▸ **WHAT IS NEEDED**
Pull out each line of the material below that contains the string "points". Uppercase and lowercase letters count as different.

▸ **Excerpts from a point labeling dataset**
--- begin ---
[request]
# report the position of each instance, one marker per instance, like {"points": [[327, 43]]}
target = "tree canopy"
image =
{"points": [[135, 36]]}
--- end ---
▸ **RESULT**
# report the position of each instance, one marker per instance, like {"points": [[327, 43]]}
{"points": [[135, 36]]}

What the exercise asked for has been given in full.